* [Data provided]
┏━━

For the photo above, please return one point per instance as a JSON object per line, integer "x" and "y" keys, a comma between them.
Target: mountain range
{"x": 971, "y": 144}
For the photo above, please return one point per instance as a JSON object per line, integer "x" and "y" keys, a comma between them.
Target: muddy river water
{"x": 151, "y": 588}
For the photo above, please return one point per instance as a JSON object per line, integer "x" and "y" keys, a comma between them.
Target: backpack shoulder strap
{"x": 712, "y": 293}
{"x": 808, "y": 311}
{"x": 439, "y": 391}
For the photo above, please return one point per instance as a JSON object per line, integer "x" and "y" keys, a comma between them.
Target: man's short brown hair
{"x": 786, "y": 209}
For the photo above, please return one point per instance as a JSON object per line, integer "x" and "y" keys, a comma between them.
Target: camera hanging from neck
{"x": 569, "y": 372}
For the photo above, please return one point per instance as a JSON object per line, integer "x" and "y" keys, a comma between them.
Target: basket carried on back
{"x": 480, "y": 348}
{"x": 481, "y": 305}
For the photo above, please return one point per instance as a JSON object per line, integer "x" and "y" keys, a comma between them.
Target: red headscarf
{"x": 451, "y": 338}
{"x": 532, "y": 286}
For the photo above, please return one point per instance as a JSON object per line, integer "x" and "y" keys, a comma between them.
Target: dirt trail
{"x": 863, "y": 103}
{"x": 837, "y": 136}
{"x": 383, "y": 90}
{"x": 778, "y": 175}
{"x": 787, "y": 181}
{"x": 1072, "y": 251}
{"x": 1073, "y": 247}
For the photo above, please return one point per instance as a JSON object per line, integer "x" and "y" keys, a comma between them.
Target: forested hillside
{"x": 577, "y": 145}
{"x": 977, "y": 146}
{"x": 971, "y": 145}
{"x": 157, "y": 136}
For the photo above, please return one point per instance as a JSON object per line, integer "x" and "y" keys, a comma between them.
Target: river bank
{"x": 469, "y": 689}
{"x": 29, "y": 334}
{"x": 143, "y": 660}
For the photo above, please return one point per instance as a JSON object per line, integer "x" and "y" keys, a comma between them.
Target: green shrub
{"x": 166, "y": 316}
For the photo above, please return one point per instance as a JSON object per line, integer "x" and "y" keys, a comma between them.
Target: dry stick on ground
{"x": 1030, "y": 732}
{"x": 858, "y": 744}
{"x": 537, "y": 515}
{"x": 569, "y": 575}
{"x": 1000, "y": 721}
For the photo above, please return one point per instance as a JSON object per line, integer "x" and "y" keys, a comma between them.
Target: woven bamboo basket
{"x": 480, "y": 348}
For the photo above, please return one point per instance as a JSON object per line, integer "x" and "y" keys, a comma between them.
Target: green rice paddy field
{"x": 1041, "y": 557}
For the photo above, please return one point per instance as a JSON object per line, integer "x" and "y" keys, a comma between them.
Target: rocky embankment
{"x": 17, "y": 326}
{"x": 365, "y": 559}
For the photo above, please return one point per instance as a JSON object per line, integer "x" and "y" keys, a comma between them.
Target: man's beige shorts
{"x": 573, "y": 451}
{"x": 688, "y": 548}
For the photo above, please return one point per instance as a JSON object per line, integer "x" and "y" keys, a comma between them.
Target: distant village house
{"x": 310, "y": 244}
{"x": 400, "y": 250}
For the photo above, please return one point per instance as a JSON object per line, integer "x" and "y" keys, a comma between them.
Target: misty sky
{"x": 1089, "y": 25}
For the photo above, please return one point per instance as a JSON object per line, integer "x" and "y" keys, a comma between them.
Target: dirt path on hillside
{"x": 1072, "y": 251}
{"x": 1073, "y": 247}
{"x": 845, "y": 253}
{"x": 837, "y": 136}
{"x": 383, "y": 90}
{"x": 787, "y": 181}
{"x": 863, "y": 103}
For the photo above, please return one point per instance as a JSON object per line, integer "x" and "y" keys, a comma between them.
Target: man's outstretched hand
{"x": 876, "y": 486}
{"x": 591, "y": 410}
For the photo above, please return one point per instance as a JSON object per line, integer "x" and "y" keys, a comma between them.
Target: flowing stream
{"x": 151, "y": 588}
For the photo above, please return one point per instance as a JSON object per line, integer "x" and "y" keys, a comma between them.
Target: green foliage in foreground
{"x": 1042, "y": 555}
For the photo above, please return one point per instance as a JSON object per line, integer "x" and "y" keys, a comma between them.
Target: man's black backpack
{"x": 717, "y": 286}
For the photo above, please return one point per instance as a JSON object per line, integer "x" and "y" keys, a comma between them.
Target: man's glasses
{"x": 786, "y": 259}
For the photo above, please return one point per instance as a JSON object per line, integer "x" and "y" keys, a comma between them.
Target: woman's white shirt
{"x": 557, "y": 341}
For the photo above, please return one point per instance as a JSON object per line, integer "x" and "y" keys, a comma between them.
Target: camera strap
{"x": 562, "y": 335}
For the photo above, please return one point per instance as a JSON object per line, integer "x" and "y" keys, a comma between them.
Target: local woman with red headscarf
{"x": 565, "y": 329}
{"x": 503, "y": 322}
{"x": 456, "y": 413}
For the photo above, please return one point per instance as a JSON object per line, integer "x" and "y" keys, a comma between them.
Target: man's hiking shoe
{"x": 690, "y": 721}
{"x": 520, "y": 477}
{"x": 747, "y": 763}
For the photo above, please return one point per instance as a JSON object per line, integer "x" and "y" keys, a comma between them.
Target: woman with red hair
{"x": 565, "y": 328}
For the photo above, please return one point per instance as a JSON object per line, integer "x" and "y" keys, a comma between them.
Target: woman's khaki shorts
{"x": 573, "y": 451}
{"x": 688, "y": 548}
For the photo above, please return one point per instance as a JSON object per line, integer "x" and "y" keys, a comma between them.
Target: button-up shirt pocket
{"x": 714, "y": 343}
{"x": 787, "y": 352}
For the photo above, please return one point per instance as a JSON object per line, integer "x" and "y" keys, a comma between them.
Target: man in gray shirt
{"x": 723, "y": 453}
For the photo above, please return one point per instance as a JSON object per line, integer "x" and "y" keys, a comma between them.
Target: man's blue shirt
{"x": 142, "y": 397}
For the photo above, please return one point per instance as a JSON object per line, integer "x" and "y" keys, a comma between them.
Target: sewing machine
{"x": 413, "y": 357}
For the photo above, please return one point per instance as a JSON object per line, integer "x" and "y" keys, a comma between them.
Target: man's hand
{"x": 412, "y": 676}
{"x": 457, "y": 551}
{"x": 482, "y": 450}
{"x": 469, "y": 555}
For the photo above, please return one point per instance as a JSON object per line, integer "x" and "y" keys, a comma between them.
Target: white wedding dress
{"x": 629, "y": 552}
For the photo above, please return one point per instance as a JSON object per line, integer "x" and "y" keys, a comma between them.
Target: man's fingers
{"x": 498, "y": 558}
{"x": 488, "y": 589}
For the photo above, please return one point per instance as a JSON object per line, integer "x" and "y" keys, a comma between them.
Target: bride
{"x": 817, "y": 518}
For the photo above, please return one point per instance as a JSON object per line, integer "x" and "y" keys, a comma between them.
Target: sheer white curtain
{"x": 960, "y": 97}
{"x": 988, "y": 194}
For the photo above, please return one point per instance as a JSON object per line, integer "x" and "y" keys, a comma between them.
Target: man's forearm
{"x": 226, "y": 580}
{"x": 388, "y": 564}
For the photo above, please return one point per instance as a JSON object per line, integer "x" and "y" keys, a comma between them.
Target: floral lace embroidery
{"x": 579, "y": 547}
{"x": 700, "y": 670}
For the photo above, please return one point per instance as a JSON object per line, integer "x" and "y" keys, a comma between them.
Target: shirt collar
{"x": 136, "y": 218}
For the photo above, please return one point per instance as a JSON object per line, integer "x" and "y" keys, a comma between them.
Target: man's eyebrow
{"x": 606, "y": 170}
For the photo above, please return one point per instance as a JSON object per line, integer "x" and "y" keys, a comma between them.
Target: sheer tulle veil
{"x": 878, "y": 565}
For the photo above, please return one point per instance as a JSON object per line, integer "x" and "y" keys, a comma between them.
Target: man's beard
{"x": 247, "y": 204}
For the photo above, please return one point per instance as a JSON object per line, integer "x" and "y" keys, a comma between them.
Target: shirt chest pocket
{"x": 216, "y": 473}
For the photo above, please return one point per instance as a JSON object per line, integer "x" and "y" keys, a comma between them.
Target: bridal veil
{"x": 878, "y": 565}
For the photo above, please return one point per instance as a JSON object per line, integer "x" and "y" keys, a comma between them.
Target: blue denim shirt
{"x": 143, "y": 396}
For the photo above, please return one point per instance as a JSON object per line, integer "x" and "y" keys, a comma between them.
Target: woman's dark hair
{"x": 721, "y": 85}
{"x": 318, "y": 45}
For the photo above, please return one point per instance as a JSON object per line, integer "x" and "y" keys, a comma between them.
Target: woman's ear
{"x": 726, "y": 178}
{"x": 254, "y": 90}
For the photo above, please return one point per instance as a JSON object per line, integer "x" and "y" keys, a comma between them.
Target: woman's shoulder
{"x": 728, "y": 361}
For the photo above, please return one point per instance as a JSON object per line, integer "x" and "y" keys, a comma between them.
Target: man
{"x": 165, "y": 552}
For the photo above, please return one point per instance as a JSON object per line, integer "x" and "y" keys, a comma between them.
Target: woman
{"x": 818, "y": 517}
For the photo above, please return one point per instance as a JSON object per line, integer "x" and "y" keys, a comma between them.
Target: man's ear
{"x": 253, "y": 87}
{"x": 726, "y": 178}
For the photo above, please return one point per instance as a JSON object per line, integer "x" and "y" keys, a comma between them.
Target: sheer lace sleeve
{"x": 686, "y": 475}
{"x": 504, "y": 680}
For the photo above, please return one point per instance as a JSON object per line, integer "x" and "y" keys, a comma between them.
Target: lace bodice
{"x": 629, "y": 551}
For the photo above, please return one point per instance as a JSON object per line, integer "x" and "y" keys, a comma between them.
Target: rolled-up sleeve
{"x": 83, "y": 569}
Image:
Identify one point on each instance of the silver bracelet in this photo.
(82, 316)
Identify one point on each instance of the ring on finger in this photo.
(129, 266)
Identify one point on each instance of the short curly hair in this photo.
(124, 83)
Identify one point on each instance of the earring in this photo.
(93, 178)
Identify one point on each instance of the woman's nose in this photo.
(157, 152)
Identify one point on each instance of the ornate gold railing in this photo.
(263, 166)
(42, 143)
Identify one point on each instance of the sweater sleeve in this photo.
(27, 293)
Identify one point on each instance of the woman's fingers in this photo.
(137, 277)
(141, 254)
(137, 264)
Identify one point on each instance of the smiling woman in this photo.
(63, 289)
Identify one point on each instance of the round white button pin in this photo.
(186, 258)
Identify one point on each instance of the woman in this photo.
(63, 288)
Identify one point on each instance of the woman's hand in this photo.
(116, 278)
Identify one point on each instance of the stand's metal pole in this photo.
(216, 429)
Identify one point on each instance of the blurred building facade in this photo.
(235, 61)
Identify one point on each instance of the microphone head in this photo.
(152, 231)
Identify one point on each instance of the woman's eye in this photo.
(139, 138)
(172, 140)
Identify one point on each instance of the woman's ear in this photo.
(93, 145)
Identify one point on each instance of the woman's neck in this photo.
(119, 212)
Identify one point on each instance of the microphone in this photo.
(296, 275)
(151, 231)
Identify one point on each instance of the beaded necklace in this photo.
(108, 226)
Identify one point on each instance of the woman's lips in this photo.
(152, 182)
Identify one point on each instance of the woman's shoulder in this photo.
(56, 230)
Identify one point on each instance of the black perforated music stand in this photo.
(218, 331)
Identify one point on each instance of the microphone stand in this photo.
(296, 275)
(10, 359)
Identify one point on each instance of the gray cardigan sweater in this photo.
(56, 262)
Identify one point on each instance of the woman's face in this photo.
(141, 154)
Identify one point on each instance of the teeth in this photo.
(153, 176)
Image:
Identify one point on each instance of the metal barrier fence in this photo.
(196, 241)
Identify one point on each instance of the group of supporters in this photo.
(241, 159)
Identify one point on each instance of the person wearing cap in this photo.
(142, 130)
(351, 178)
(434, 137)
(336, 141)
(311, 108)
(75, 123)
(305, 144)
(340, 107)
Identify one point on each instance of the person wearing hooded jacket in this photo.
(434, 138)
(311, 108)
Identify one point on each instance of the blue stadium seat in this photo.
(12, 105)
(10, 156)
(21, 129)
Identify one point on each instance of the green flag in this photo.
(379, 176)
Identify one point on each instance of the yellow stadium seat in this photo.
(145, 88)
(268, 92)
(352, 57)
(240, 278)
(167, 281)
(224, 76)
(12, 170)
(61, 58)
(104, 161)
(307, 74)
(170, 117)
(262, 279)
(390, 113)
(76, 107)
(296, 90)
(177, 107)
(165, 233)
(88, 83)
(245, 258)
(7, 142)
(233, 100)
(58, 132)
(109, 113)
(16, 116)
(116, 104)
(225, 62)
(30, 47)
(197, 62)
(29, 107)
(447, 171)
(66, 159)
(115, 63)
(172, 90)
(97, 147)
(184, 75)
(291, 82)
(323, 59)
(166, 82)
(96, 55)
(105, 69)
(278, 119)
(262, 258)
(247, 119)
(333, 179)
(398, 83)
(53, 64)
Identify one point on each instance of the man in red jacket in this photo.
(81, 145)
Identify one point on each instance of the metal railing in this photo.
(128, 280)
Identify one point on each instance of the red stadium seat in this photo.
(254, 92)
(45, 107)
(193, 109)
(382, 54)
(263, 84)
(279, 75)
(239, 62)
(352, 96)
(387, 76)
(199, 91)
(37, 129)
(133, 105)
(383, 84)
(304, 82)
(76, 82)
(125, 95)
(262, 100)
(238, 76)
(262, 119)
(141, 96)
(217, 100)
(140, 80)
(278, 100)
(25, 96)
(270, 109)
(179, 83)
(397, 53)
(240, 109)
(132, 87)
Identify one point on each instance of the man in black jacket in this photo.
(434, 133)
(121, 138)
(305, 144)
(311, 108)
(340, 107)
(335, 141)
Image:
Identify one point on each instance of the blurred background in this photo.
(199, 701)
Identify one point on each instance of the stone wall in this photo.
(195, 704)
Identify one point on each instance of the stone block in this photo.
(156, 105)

┗━━

* [Given request] Reproduce only the lines running from the one that contains "Identify one point on each instance of the man in red" to the last line of the records.

* [Written solution]
Identify one point on each instance of the man in red jacket in this photo.
(81, 145)
Identify one point on each instance of the metal railing in this photo.
(128, 280)
Identify one point on each instance of the red stadium seat in this photo.
(254, 92)
(45, 107)
(193, 109)
(382, 54)
(263, 84)
(279, 75)
(239, 62)
(352, 96)
(387, 76)
(199, 91)
(37, 129)
(133, 105)
(383, 84)
(304, 82)
(76, 82)
(125, 95)
(262, 100)
(238, 76)
(262, 119)
(141, 96)
(217, 100)
(140, 80)
(278, 100)
(25, 96)
(270, 109)
(179, 83)
(397, 53)
(240, 109)
(132, 87)
Identify one point on each instance of the man in black jacket in this photo.
(434, 133)
(121, 138)
(305, 144)
(311, 108)
(340, 107)
(335, 141)
Image:
Identify one point on each instance of the blurred background in this photo.
(199, 701)
Identify one point on each instance of the stone wall in this photo.
(195, 704)
Identify one point on each instance of the stone block in this photo.
(156, 105)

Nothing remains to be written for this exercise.